### WHAT YOU WILL DO
Any picture among the records should be left out, please; retype the rest exactly.

Lines of data

* * *

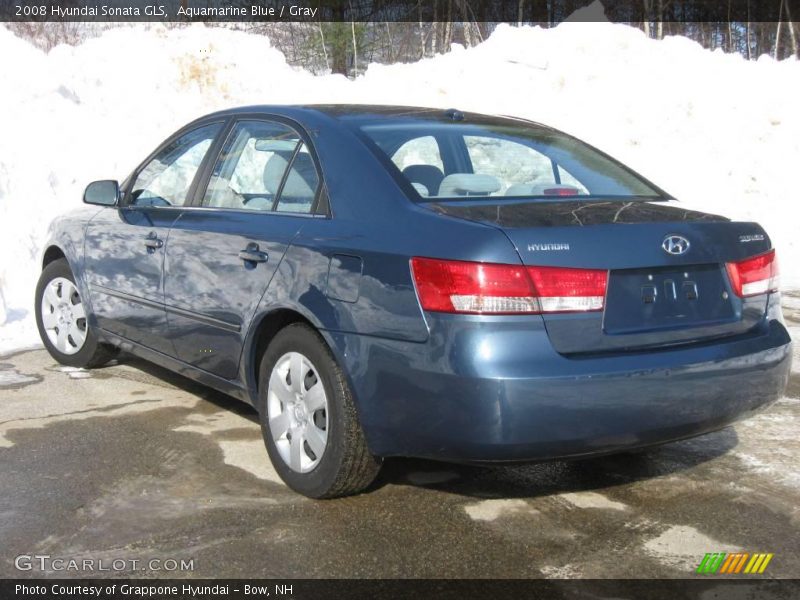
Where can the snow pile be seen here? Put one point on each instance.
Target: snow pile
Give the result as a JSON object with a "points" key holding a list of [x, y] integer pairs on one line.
{"points": [[718, 132]]}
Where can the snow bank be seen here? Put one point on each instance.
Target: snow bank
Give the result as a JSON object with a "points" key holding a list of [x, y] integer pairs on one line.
{"points": [[718, 132]]}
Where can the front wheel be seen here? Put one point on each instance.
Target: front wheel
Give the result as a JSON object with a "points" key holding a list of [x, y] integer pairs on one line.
{"points": [[63, 322], [308, 418]]}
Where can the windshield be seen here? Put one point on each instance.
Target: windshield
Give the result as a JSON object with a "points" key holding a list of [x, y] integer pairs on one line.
{"points": [[459, 160]]}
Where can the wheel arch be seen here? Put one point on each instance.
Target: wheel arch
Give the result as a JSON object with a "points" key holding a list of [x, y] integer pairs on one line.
{"points": [[262, 332], [51, 254]]}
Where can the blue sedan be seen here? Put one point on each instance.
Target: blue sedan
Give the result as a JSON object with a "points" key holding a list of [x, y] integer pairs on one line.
{"points": [[394, 281]]}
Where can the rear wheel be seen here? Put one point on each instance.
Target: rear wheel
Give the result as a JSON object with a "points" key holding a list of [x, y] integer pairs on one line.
{"points": [[62, 319], [308, 418]]}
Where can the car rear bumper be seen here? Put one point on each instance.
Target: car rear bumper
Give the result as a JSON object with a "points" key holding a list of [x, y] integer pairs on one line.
{"points": [[493, 389]]}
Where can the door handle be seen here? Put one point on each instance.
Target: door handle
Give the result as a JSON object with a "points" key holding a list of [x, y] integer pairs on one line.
{"points": [[252, 254], [152, 242]]}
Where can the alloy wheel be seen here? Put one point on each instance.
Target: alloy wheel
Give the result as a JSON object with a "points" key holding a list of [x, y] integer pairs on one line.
{"points": [[297, 412], [64, 316]]}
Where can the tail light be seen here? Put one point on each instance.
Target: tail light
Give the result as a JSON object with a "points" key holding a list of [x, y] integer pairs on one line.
{"points": [[753, 276], [486, 288]]}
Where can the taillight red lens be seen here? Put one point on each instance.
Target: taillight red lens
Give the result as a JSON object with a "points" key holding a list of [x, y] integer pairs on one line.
{"points": [[486, 288], [753, 276], [564, 290]]}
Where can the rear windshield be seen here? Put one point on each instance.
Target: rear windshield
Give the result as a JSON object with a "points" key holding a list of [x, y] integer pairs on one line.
{"points": [[458, 160]]}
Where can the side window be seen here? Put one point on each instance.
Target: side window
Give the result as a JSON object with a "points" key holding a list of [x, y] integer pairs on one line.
{"points": [[300, 187], [568, 179], [420, 161], [249, 172], [165, 180], [517, 168]]}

* * *

### RESULT
Where can the snow pile be seen here? Put one point on each instance.
Target: snow pile
Give the result as a JSON object with a "points" key holding a list of [x, y] integer pairs on one line.
{"points": [[718, 132]]}
Where can the snow bank be seen here? Put one point on each instance.
Target: snow bank
Give the result as a JSON object with a "points" key holding a list of [x, y] integer pairs on one line.
{"points": [[718, 132]]}
Where can the front wheel be seen here? Put one point on each instance.
Target: front wheel
Give the result as a JSON object with a "points" key holding a list of [x, y] integer pairs on one line.
{"points": [[63, 322], [308, 418]]}
Where can the windshield be seen here? Put one point on each instance.
Target: windshield
Give the result as a JSON object with a "points" key holding a list of [x, y] integer pairs on one line.
{"points": [[459, 160]]}
Where can the wheel arch be seen here? Put one point on each instance.
Target: wheel arch
Give the result as a JSON object with a "points" key holding a list of [x, y] integer pairs on one line.
{"points": [[262, 332], [51, 254]]}
Where can the blue sedan be seen here? Put one point on each instance.
Target: blue sedan
Give the result as a JSON object with a "points" key holding a list of [x, y] integer pairs on one line.
{"points": [[394, 281]]}
Where can the rear wheel be seen here? Put one point on each instance.
Target: rear wheel
Give the result as a JSON object with a "points" key holding a list of [x, y] integer pairs on one line.
{"points": [[62, 319], [308, 418]]}
Where can the car rear bumper be seen here? Put one point on each instance.
Target: car rear bumper
Give the result as a JSON object with a "points" key holding a list of [x, y] integer pairs on one line.
{"points": [[493, 389]]}
Where can the door handle be seen here? Put one point on each instance.
Target: door handle
Give the result as a JSON object with a "points" key holding a list of [x, y] integer pairs on one line.
{"points": [[252, 254], [152, 242]]}
Where can the alloy wheel be seen here? Put one point on each instance.
Target: alloy wheel
Give the result as a JSON object with a "points" key holding a list of [x, y] integer pairs on one line.
{"points": [[297, 412], [64, 316]]}
Where can the tail light be seen here? Put one point on each instance.
Target: tail light
Give the result as a JSON object with a "points" key holding a list of [x, y] integer pairs on one line.
{"points": [[753, 276], [486, 288]]}
Where can the taillight red lens be seen here? Put one point on each instance.
Target: taillight red lens
Give the result as a JSON object with a "points" key holding a list of [x, y] integer pairs on one line.
{"points": [[486, 288], [753, 276], [564, 290]]}
Where can the rear windshield be seen here? Put one point on each instance.
Target: rear windshield
Give the result as a JSON object with a "points" key holding a list of [x, y] integer pairs on one line.
{"points": [[458, 160]]}
Where can the side window be seen here? Put one point on each instance.
Target: side window
Give the result as a JSON object with a "points" key holding a list of [x, y] integer pairs on one line.
{"points": [[300, 187], [568, 179], [420, 161], [249, 172], [165, 180], [517, 168]]}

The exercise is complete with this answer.